SELECTED EXTRACT:

-- -- --

# reliable home backup generator?



## bobw (Nov 30, 2013)

do they exist?

I have a nightmare 3 years with my 8K Generac guardian generator. I will summarize that every part of that generator, except the housing, has been replaced either as part of a recall or failure. Today it is not running because the new engine burns oil so badly that it consumes most of the oil in one 10 minute weekly test exercise.

All I want, at whatever cost, is a reliable automatic generator that will power up the very basics: water pump, refrigerator, furnace, and maybe a luxury light or two. I want it to work reliably as I live 3000 miles from this home/cabin.

The fuel is propane. I'd be willing to go with a Honda type generator if I can connect to propane and avoid the clogged carburetor problems seen with gasoline.

Do these generators exist? Maybe I am naive having owned cars that run for 150+K miles without any major problems and I can't imagine why generators can't be at least as reliable ...


----------



## Robert Coats (Nov 10, 2011)

bobw said:


> The fuel is propane. I'd be willing to go with a Honda type generator if I can connect to propane and avoid the clogged carburetor problems seen with gasoline.
> 
> Do these generators exist? Maybe I am naive having owned cars that run for 150+K miles without any major problems and I can't imagine why generators can't be at least as reliable ...


I can tell you Honda does not make any propane-fueled generators. All current Honda models are unleaded gasoline only. All Honda generator models are "portable" and not intended for fixed installation use.


----------



## closenough (Nov 8, 2012)

If I were going the standby route this Honda powered Winco would be on the short list:

PSS12H


----------

-- -- --

EXCERPTED RECORDS:
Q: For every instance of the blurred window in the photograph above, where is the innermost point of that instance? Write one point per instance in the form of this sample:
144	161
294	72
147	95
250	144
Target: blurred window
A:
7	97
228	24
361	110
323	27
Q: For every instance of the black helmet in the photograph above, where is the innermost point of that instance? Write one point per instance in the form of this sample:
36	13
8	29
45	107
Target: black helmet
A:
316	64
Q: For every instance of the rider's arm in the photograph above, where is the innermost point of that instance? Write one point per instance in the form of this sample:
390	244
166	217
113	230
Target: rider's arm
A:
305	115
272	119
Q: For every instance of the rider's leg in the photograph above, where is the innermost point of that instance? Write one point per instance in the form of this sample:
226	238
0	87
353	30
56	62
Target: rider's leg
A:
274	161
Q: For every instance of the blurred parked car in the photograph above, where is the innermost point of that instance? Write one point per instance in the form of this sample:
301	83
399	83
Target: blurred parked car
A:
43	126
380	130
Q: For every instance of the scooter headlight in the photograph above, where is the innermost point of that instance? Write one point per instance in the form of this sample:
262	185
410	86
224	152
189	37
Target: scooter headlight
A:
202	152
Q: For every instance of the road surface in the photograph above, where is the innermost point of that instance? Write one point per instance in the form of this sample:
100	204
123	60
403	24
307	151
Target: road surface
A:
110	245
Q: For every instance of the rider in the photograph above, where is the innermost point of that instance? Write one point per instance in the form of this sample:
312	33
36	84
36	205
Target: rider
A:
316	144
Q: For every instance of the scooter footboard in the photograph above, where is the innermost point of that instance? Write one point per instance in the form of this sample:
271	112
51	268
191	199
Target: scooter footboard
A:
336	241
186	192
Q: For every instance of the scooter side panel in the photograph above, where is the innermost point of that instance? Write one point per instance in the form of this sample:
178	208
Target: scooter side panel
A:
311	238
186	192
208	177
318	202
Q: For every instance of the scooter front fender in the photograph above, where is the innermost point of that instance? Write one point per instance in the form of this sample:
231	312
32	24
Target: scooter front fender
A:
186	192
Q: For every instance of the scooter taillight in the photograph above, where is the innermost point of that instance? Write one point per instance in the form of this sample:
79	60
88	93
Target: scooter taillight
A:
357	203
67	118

-- -- --

CHALLENGES:
1 - Copy the part of the generator thread that opens with the words containing "I can tell you" and closes with "fixed installation use.", swapping "portable" for "compact".
2 - Answer these questions about the generator thread.
(a) What fuel does bobw's generator use?
(b) How far does bobw live from the home/cabin?
(c) What Honda-powered Winco model does closenough name?

FINAL ANSWERS:
1 -
I can tell you Honda does not make any propane-fueled generators. All current Honda models are unleaded gasoline only. All Honda generator models are "compact" and not intended for fixed installation use.

2 -
(a) Propane.
(b) 3000 miles.
(c) PSS12H.